Unexpected Blessings

It’s Saturday afternoon and I can hear the neighborhood kids jumping off our deck and onto the rope swings we put up for the grandkids. Our acre in the country offers a lot of room for kids to play and when you put eight or ten kids together with a Great Dane named Maverick (who also believes he is a kid), who knows what will happen? The young couple living in our guest house has two children, ages six and eight who are magnets for the neighborhood kids and our house is often the grand central of play areas for the neighborhood.

A bit later, the joyful shrieks and unending laughter draw me to the window where I have a front row seat for the squirt gun battle of the ages. As the kids tear across my deck and run around the yard, stepping out from behind trees to squirt their unsuspecting victims, I find myself laughing and wondering again where they get all their energy and wishing there was a way to bottle it. I would definitely be a regular customer.

At that moment a gentle sense of God’s joy, peace, and contentment overwhelms me and I recognize again how truly blessed I am. Right here, right now in the midst of the uncertain and difficult times in which we live, God’s unexpected blessings appear just when I need them most – and I am grateful.

God is so good. He’s so good to me.

A Glimpse of Heaven

My mother was an impressive woman and people who met her never forgot her. She was strikingly beautiful, vivacious, graceful, and energetic with a wonderfully wide smile that helped her meet people and make friends easily. She was the quintessential home maker – the prototypical female of the 1950’s (think Donna Reid meets June Cleaver). I was her first-born daughter and she worked hard to instill these feminine traits and value in me.

Then there was my other mother – the one with a drink in her hand. Alcohol would turn this otherwise refined and genteel woman into an obnoxious, impatient, overbearing, irresponsible, and boorish stranger. It was during these times that I became the mother to my three younger siblings.

### Available data:

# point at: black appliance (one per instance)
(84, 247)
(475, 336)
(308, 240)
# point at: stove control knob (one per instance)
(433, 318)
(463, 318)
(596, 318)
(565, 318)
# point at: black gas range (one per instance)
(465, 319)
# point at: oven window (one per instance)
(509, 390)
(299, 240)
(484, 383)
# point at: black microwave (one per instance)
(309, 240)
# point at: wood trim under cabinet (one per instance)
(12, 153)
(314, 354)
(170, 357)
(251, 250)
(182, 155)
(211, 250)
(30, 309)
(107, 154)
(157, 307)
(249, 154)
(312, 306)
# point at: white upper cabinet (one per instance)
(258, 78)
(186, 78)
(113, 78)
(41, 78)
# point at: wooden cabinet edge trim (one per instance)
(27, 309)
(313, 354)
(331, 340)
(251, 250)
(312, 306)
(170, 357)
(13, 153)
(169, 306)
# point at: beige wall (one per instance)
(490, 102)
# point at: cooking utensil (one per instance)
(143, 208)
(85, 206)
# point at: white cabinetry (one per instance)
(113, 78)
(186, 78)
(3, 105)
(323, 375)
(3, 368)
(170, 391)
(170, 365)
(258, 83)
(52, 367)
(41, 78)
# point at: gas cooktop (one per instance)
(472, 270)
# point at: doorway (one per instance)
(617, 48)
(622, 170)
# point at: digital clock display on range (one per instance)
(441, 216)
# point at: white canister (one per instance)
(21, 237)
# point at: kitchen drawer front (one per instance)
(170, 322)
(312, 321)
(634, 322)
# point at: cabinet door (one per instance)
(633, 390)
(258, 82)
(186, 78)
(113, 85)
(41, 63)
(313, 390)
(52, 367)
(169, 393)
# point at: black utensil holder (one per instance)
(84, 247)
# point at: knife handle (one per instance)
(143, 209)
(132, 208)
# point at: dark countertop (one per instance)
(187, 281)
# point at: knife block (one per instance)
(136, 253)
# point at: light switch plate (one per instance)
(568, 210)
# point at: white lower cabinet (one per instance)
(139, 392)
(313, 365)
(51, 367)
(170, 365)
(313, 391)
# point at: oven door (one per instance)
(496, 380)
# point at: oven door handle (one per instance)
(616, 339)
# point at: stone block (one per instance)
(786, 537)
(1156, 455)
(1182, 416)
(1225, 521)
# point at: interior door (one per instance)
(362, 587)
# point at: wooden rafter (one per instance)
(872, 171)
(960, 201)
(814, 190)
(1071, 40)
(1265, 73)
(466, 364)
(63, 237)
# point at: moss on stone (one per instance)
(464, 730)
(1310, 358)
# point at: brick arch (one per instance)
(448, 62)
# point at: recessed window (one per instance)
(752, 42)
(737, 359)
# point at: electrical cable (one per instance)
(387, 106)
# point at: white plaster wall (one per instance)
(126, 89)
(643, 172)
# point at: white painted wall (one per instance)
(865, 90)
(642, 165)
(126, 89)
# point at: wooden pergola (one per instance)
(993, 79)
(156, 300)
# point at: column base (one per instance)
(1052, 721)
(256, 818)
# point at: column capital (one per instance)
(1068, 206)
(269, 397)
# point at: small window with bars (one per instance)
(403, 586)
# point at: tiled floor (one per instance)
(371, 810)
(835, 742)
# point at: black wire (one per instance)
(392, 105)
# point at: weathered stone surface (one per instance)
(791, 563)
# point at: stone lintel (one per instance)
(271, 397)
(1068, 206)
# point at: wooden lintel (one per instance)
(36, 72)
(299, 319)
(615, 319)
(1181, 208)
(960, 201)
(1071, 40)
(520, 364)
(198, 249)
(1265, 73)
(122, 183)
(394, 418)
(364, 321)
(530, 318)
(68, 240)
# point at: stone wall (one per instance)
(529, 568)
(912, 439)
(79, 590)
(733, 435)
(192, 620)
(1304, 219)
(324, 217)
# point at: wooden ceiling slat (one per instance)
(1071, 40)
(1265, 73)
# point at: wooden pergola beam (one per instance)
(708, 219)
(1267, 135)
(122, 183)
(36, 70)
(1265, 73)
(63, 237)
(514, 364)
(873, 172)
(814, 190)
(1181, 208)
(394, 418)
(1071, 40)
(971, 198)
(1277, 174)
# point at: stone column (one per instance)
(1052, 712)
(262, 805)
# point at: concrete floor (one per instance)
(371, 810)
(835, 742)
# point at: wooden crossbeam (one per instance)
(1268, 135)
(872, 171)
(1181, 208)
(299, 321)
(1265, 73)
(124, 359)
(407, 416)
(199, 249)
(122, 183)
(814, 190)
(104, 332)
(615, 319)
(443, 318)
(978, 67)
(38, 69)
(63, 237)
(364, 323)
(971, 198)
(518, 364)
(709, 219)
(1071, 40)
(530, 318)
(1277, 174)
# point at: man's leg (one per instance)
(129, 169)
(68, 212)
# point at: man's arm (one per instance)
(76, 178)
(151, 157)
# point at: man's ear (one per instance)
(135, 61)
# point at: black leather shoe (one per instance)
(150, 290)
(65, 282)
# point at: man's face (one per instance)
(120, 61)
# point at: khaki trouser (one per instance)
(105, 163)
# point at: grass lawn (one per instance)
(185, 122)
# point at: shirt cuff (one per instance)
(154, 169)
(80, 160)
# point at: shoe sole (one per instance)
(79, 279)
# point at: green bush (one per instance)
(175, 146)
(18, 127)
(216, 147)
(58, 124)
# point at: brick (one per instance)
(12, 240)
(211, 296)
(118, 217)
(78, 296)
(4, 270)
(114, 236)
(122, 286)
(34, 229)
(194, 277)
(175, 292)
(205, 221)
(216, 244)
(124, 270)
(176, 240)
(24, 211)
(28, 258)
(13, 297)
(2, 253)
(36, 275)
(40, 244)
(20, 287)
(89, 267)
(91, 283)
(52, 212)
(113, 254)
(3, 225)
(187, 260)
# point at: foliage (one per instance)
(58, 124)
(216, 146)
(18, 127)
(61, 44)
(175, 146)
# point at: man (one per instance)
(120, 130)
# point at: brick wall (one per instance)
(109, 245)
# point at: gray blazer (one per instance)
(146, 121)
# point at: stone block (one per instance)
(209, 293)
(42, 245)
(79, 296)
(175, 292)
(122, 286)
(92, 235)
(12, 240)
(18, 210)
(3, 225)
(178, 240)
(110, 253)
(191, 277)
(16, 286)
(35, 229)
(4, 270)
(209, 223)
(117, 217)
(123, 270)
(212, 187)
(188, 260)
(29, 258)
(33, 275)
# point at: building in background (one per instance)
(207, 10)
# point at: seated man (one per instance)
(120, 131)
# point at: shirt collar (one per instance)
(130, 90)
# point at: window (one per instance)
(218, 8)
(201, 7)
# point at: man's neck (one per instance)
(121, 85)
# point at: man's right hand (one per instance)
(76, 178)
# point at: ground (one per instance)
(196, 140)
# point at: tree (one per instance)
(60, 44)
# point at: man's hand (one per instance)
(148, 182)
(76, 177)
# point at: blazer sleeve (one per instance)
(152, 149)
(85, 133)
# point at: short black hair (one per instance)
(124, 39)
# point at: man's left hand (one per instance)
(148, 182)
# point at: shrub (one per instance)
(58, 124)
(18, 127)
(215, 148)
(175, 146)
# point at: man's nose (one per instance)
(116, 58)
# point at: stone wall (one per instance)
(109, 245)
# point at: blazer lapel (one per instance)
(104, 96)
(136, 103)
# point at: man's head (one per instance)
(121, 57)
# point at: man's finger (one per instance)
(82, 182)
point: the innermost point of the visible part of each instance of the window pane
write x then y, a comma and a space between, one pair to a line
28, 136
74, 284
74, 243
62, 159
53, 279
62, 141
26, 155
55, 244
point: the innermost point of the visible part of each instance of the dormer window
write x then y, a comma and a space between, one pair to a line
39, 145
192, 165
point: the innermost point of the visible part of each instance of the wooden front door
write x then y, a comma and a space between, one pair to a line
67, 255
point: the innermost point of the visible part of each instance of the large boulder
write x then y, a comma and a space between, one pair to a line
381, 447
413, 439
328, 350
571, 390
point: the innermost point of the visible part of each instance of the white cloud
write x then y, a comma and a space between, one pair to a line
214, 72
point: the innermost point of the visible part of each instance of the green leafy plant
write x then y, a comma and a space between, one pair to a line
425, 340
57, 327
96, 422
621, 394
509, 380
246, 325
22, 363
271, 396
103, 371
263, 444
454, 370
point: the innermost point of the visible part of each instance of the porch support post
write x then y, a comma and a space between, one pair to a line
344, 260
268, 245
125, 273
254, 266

### Set of tasks:
1. Extract the passage from the personal essays, starting at "Then there was" and ending at "three younger siblings.".
2. Continue the personal essays, picking up after their final sentence.

### Responses by task:
1.
Then there was my other mother – the one with a drink in her hand. Alcohol would turn this otherwise refined and genteel woman into an obnoxious, impatient, overbearing, irresponsible, and boorish stranger. It was during these times that I became the mother to my three younger siblings.

2.
I remember being so confused by her mood swings. I could not understand them until one day I overheard a neighbor in the grocery store making a remark about my mother’s drinking problem. At nine years old, I just hadn’t made the connection between the empty vodka bottles and her mood swings.

My mother’s bondage to alcohol continued throughout my childhood and on into adulthood until shortly before she became ill with brain cancer. On her death bed she apologized for all that she had put me through as a child. She told me she loved me and had always been proud of me – words I had longed to hear as a child.

God’s unconditional love and forgiveness in my life allowed me to forgive my mother long before her apology. And two days before she died, she came to faith in Jesus and found peace with God. But there’s more to the story. Just days before her death, my mother had a vision – an up close and personal glimpse of heaven.

Toward the end of her battle with brain cancer, when death was imminent, my aunt, my sister and I took turns sitting at my mother’s bedside. We wanted to be with her to the end. On one such night my aunt reported that Mom opened her eyes, looked all around the room, and asked my aunt if she was still alive. My aunt smiled and said, “Yes Charlene, you are still here with us.” With a look of wonder and amazement on her face, my mother turned to my aunt and said, “Oh Patty Ann, I have been to a beautiful place full of brilliant colors and indescribable beauty - things I can’t begin to understand.”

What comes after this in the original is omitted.